__Challenge__:
Convert the entries from the line containing "shape [[68, 262]]." through the line containing "[[458, 452]]", both ends included, into a JSON array of strings with one string per line and blank lines omitted.

__Dataset records__:
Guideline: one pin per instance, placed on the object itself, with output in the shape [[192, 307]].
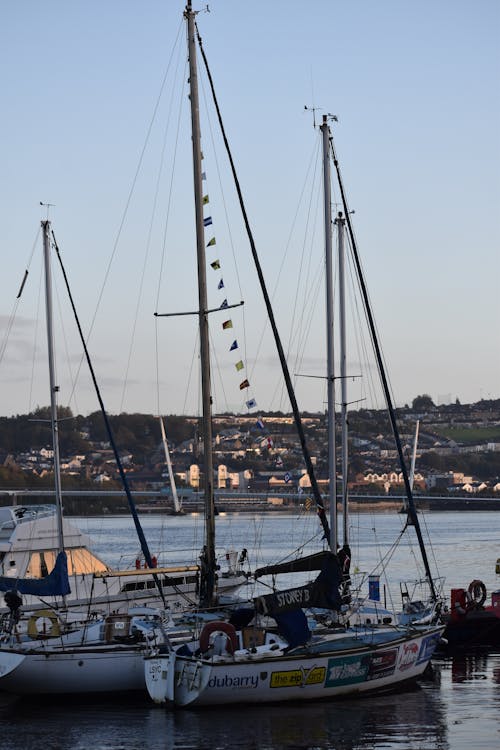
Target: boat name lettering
[[298, 677], [293, 596]]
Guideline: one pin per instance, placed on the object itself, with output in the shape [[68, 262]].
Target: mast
[[412, 511], [53, 387], [332, 474], [177, 506], [340, 221], [208, 555]]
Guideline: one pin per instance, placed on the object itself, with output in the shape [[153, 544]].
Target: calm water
[[457, 707]]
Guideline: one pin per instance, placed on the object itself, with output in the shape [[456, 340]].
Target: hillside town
[[458, 452]]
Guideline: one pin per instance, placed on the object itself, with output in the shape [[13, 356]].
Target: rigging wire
[[128, 201], [384, 380], [164, 242]]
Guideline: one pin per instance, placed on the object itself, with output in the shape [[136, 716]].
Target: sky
[[415, 88]]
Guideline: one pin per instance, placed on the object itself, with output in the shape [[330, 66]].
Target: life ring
[[45, 614], [477, 593], [218, 626]]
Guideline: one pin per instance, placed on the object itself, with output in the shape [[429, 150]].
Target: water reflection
[[412, 719]]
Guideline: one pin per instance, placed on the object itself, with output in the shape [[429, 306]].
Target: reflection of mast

__Complete answer__:
[
  "Guideline: one pin per instance, placed on the object itself, with output in the shape [[68, 262]].",
  "Target: mast",
  "[[412, 511], [53, 387], [332, 474], [177, 506], [340, 221], [208, 555]]",
  "Guideline: one pin per instance, placed on the object itself, with output in the shape [[153, 544]].",
  "Target: calm water",
  "[[457, 707]]",
  "Guideline: one pin per instance, placed on the object itself, with output in the shape [[456, 340]].",
  "Target: hillside town",
  "[[458, 452]]"
]